▸ Written task:
In the material from the line with "of the large" up to and including the line with "Target: large green tree", change "lesson" to "exercise" and give those lines again with everything else unchanged.

— Start Given records —

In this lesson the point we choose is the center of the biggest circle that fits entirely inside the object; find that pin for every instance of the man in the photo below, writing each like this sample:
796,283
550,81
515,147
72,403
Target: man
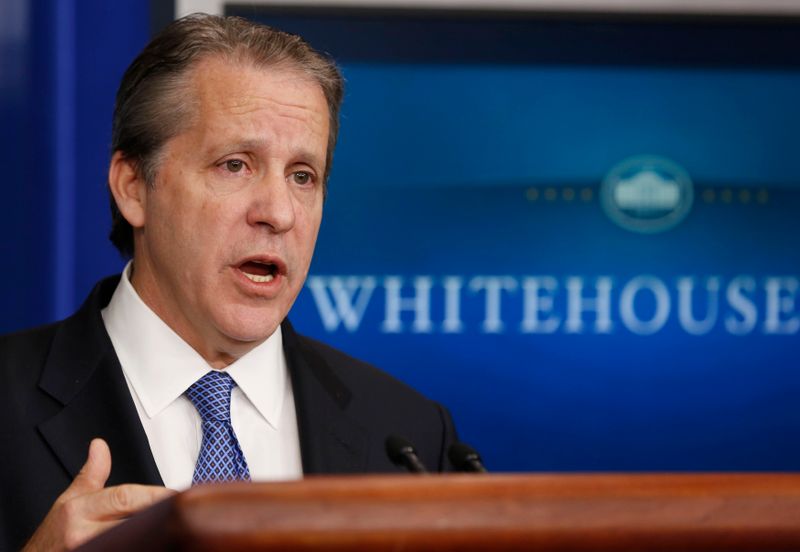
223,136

— End Given records —
— Start Given records —

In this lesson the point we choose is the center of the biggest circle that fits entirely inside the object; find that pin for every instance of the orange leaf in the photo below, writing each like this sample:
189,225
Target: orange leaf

— End Given records —
— Start Given records —

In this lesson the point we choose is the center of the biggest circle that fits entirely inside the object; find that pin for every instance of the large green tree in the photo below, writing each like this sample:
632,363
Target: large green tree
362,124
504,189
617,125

— End Given records —

▸ Written answer:
In this exercise the point we choose is the center of the biggest circle that fits entirely inside the object; find that pin for every instance of the large green tree in the photo below, writing each like this sample:
632,363
Target: large green tree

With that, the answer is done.